Records excerpted from a collection:
************

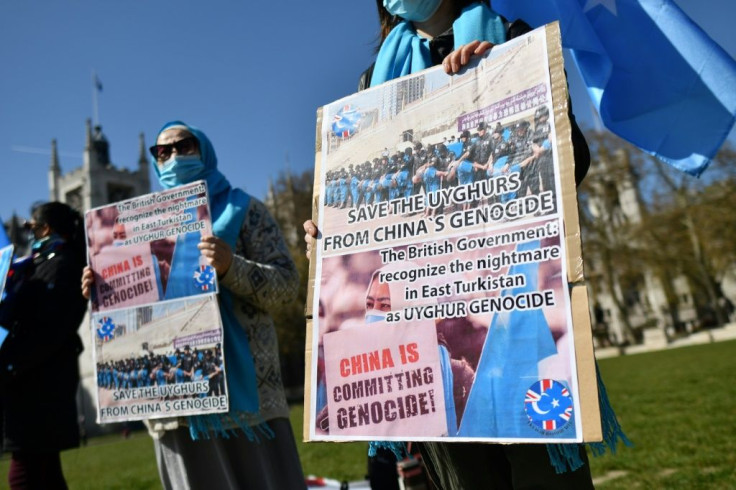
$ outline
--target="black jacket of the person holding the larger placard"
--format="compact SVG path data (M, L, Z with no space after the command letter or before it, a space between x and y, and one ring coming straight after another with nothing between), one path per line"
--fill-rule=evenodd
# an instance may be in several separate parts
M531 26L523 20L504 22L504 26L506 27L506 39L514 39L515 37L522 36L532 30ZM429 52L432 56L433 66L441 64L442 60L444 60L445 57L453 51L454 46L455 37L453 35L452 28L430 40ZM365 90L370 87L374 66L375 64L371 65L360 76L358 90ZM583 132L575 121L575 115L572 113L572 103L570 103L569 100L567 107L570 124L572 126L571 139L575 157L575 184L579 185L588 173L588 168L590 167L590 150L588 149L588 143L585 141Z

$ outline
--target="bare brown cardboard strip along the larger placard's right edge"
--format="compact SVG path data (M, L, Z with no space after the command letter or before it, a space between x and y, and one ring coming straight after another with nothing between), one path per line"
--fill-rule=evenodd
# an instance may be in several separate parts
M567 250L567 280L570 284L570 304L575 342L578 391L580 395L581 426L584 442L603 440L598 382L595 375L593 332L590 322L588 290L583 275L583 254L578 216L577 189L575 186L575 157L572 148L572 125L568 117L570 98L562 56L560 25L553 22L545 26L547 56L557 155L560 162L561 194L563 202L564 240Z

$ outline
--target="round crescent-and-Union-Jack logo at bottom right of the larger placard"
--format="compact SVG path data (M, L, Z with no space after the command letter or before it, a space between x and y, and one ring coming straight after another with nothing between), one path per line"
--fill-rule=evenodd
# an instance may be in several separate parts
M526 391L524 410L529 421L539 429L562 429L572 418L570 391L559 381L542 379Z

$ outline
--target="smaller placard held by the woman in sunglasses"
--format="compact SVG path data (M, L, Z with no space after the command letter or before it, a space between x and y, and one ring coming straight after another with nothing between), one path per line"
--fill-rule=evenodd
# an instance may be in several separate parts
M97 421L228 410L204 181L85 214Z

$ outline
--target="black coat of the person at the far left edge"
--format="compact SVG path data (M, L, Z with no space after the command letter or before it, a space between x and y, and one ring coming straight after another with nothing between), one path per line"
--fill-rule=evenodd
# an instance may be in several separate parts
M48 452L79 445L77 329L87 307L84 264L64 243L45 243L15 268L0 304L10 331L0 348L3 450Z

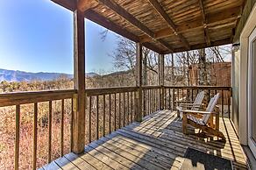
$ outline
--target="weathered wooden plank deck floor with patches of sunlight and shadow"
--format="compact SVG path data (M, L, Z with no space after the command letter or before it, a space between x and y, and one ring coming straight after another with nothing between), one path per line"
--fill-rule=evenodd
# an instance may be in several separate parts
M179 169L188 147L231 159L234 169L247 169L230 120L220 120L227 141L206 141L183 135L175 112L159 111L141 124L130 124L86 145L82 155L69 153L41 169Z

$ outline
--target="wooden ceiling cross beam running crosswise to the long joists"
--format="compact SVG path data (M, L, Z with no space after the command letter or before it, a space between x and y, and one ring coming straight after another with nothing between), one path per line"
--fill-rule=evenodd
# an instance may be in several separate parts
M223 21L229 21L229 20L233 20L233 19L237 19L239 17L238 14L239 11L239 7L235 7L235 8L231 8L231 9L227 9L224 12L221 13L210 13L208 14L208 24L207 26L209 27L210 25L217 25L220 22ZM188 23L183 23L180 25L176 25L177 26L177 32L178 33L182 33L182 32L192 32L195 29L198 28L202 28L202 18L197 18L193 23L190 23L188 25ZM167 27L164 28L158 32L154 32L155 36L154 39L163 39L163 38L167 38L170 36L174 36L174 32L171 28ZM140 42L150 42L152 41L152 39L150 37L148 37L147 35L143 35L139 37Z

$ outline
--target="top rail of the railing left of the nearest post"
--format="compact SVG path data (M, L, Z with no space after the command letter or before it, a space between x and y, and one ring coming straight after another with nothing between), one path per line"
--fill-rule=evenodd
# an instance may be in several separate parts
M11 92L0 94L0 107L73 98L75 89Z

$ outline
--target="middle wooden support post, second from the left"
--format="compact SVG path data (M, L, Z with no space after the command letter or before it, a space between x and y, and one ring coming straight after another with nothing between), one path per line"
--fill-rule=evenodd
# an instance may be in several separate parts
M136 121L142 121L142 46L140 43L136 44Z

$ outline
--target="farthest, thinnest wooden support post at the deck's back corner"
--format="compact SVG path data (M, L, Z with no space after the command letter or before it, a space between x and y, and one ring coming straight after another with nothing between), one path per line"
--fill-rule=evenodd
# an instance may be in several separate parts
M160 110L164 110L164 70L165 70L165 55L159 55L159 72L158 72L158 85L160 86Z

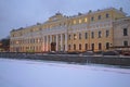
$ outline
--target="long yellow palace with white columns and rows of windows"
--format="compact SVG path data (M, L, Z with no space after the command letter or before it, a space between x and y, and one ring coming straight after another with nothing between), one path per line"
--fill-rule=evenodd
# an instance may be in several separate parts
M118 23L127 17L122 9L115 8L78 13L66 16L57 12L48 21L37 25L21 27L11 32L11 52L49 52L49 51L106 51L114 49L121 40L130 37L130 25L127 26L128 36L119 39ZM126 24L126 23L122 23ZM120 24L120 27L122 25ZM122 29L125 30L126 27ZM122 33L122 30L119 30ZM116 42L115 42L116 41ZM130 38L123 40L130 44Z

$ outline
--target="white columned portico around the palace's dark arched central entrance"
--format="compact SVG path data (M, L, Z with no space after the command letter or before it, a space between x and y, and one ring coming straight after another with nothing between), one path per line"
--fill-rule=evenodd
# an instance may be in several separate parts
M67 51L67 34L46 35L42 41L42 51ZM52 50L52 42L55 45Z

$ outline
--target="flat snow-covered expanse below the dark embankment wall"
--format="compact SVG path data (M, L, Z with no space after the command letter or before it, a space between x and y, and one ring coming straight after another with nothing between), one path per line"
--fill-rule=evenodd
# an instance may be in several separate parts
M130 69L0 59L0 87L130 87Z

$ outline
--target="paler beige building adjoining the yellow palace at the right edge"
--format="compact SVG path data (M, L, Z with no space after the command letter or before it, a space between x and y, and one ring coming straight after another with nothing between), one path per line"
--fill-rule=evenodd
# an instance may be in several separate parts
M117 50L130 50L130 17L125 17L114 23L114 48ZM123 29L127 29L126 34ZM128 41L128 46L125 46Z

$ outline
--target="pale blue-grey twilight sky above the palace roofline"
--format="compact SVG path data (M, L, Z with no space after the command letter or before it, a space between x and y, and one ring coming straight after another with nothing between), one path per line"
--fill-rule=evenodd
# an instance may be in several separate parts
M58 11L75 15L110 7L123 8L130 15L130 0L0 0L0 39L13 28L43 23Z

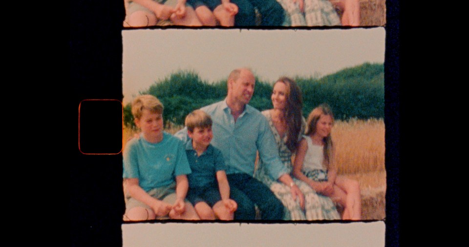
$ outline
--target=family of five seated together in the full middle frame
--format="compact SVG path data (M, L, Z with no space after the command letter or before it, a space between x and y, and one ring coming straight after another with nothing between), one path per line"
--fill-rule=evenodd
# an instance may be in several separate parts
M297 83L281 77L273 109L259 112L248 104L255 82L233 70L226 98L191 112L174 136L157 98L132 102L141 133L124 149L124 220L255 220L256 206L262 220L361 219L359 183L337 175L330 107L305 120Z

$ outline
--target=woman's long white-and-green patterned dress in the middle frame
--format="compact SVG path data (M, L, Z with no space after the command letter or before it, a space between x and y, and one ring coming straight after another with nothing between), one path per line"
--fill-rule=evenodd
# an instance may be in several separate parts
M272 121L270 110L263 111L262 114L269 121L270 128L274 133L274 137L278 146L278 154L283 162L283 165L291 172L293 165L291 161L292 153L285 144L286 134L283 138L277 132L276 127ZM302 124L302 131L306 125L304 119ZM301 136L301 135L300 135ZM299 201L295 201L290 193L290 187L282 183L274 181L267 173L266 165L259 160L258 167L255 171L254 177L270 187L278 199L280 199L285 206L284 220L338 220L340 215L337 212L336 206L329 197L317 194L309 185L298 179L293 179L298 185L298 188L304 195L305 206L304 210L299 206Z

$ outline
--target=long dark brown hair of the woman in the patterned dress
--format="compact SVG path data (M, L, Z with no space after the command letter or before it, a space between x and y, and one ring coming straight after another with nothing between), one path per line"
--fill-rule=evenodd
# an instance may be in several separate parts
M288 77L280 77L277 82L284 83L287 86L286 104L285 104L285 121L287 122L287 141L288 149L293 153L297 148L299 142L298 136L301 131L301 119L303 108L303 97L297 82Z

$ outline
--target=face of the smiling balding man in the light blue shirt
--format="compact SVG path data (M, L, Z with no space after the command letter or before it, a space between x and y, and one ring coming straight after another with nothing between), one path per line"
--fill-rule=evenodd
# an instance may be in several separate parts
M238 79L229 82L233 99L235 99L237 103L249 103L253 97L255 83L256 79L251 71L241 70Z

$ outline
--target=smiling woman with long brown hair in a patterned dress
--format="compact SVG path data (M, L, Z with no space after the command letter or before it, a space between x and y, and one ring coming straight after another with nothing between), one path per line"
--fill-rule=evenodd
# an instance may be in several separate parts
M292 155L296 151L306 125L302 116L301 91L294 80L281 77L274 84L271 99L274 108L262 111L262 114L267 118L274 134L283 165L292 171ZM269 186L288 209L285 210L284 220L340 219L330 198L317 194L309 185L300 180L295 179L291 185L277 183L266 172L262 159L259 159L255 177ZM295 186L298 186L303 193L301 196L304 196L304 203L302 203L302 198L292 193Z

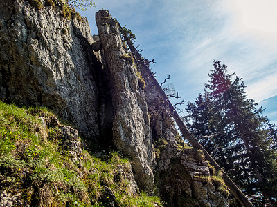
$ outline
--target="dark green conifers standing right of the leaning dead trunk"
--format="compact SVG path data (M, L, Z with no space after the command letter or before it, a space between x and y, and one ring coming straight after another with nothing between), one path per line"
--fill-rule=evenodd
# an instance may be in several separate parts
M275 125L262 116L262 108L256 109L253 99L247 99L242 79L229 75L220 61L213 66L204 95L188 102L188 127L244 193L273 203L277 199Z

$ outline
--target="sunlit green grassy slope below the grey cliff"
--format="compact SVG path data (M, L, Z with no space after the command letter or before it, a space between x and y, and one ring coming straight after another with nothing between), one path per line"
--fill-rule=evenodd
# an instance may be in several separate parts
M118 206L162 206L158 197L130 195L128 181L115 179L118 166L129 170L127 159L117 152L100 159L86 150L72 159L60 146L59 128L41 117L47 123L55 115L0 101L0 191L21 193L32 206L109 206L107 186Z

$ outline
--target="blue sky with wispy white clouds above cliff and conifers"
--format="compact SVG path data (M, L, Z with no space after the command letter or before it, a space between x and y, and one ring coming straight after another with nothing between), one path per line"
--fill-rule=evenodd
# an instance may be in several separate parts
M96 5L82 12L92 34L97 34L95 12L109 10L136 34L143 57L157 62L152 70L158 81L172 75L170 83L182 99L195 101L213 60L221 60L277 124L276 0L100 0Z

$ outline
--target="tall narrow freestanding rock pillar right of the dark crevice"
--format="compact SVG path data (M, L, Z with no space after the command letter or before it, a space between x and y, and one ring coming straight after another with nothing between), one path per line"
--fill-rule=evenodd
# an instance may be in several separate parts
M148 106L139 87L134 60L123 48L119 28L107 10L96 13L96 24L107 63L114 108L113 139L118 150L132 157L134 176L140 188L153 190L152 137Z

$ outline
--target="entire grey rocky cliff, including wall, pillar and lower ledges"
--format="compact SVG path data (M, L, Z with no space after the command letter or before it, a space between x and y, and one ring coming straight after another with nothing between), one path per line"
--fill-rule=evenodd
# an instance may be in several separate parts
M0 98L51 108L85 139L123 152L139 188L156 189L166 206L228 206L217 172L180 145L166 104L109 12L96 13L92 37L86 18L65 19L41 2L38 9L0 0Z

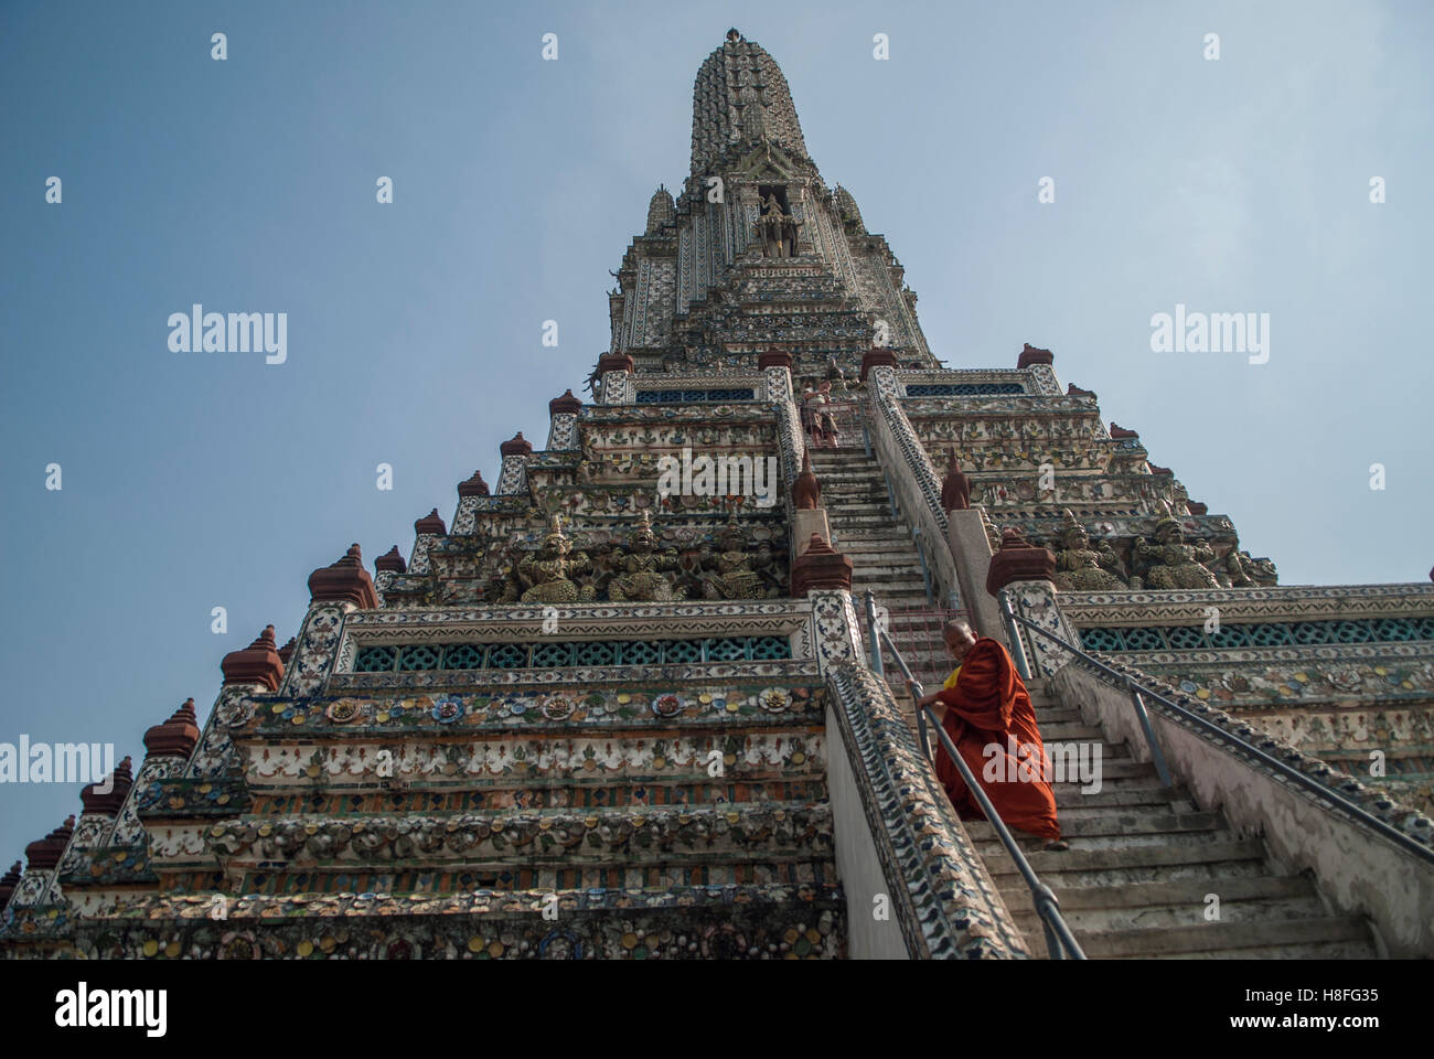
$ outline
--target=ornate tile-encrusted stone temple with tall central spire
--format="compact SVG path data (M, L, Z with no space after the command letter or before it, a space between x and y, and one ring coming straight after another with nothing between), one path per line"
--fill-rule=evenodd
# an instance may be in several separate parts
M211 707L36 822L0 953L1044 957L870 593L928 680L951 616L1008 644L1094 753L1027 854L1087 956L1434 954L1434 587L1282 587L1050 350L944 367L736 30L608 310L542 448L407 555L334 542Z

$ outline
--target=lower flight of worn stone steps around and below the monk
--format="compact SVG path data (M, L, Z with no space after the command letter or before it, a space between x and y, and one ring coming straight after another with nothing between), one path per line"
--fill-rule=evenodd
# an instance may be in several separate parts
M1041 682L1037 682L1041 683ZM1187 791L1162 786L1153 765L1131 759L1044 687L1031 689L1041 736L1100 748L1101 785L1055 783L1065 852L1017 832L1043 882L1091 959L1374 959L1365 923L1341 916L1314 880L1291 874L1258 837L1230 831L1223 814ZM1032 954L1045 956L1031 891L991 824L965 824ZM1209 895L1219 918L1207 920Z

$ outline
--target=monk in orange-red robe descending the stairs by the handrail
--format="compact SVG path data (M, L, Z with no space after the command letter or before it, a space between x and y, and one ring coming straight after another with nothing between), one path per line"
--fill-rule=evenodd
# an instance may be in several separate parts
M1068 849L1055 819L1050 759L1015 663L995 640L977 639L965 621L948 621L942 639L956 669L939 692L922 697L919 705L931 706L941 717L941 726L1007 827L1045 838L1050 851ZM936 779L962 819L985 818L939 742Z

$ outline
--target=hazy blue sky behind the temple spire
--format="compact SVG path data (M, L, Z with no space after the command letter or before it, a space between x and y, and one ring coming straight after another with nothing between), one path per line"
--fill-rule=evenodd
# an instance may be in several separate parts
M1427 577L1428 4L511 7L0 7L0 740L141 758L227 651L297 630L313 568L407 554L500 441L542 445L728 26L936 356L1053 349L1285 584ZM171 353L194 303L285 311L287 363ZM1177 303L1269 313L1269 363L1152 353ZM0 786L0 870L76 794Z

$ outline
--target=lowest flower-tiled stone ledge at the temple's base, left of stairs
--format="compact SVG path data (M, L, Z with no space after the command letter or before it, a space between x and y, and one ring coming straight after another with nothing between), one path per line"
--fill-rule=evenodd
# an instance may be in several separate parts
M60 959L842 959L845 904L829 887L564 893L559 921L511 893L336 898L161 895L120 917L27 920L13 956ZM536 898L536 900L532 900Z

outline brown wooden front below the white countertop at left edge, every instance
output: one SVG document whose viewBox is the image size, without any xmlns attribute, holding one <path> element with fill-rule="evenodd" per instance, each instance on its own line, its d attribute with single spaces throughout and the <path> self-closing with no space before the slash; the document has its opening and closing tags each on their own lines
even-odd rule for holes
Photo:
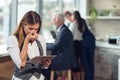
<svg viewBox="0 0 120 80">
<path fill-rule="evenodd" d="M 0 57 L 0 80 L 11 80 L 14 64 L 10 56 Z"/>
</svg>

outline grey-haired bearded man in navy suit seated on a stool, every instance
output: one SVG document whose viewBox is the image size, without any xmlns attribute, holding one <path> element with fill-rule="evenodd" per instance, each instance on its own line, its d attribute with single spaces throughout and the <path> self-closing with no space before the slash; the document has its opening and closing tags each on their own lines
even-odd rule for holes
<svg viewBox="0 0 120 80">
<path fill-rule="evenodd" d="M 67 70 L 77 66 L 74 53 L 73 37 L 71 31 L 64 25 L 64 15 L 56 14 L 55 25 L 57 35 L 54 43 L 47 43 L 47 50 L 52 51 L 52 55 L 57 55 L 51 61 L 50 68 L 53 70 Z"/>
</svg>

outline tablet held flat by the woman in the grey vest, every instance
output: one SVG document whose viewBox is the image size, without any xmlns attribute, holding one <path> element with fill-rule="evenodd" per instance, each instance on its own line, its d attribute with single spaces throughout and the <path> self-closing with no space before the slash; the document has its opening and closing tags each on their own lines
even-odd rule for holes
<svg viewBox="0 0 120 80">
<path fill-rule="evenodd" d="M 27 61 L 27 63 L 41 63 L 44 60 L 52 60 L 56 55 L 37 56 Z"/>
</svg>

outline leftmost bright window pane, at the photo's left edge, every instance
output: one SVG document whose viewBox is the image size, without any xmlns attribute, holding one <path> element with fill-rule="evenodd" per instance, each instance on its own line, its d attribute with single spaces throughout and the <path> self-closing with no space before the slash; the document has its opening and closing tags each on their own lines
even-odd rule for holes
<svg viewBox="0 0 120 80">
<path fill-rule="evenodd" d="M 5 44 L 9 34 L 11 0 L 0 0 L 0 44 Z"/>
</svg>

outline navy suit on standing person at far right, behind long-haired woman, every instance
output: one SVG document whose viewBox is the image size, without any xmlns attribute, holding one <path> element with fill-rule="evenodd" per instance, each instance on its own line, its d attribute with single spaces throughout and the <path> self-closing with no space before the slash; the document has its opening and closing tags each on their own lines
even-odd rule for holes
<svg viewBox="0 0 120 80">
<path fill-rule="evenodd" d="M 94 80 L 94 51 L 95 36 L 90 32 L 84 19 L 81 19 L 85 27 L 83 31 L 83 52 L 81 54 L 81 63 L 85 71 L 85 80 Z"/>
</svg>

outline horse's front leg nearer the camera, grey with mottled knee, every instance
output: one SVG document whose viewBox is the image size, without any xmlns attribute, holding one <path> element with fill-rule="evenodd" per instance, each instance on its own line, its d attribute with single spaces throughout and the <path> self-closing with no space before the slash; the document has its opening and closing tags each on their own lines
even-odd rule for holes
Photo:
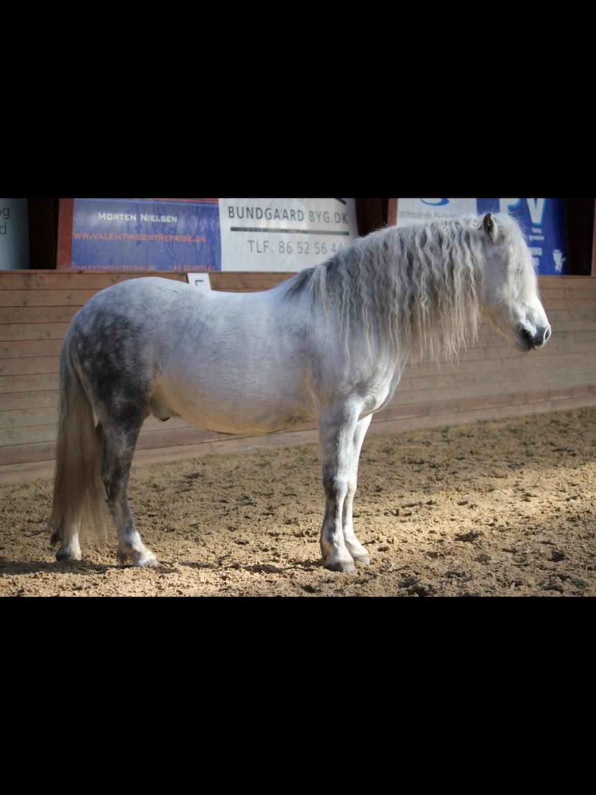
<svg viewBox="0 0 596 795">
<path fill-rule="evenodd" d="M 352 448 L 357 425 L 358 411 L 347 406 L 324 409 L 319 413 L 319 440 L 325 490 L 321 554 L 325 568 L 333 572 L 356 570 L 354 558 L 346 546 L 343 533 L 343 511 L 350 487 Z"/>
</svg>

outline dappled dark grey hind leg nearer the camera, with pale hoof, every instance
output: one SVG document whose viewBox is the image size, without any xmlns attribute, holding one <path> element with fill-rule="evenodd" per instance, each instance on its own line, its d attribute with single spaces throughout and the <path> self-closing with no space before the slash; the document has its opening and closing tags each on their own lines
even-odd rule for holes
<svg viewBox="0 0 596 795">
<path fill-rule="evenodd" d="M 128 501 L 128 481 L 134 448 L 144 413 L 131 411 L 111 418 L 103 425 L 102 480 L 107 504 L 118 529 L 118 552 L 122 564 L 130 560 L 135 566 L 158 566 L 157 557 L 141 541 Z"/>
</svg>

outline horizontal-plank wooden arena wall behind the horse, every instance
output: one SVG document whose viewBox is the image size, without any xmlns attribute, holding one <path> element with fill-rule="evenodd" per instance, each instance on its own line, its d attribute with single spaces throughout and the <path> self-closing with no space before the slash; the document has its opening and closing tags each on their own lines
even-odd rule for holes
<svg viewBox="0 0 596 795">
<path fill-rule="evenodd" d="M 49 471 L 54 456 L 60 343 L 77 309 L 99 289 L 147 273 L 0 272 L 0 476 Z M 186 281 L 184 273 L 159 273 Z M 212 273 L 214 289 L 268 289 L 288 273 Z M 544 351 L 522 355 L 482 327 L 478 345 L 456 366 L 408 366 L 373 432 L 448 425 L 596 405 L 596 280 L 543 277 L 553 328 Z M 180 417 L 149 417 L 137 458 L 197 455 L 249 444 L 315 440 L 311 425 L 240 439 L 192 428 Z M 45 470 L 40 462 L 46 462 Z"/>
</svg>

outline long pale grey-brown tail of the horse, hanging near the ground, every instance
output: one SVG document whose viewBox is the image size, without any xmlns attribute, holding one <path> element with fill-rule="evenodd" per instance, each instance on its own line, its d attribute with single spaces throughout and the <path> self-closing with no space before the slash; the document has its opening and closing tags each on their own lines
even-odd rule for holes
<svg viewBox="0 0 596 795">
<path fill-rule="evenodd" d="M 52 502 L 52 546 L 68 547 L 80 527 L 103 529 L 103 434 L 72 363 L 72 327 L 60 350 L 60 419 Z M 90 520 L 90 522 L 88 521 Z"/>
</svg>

************

Each line from the top of the records through the one containing "coat of the" needs to be transcribed exactly, without pictures.

> [YOUR SOLUTION]:
$ outline
--target="black jacket of the person holding the larger placard"
--format="compact SVG path data (M, L, Z with no space after the command letter or before it, a space between x and y, and one ring coming straight after another with nothing between), one path per line"
--fill-rule=evenodd
# an instance may be in several separate parts
M531 26L523 20L504 22L504 26L506 27L506 39L514 39L515 37L522 36L532 30ZM429 52L432 56L433 66L441 64L442 60L444 60L445 57L453 51L454 46L455 37L453 35L452 28L430 40ZM365 90L370 87L374 66L375 64L371 65L360 76L358 90ZM583 132L575 121L575 115L572 113L572 103L570 103L569 100L567 107L570 124L572 126L571 139L575 157L575 184L579 185L588 173L588 168L590 167L590 150L588 149L588 143L585 141Z

$ outline
--target="bare brown cardboard strip along the larger placard's right edge"
--format="compact SVG path data (M, L, Z with no space after the command letter or before it, a space between x and y, and one ring coming straight after another with nothing between), one path per line"
--fill-rule=evenodd
# an instance may be in several separate parts
M567 250L567 280L570 284L570 304L575 342L578 391L580 395L581 426L584 442L603 440L598 382L595 375L593 332L590 322L588 290L583 275L583 254L578 216L577 189L575 186L575 157L572 148L572 125L568 117L570 98L562 56L560 25L553 22L545 26L547 56L557 155L560 162L561 194L563 202L564 240Z

$ outline
--target="round crescent-and-Union-Jack logo at bottom right of the larger placard"
--format="compact SVG path data (M, L, Z with no space after the command letter or before it, a space between x and y, and one ring coming straight after another with nothing between), one path per line"
--fill-rule=evenodd
# an instance may be in several separate parts
M526 391L524 410L529 421L539 429L562 429L572 418L570 391L559 381L542 379Z

$ outline
--target="smaller placard held by the woman in sunglasses"
--format="compact SVG path data (M, L, Z with no space after the command letter or before it, a space between x and y, and one ring coming straight after another with nothing between), one path per line"
--fill-rule=evenodd
# an instance may be in several separate parts
M97 421L228 410L204 181L85 214Z

$ outline
--target="black coat of the person at the far left edge"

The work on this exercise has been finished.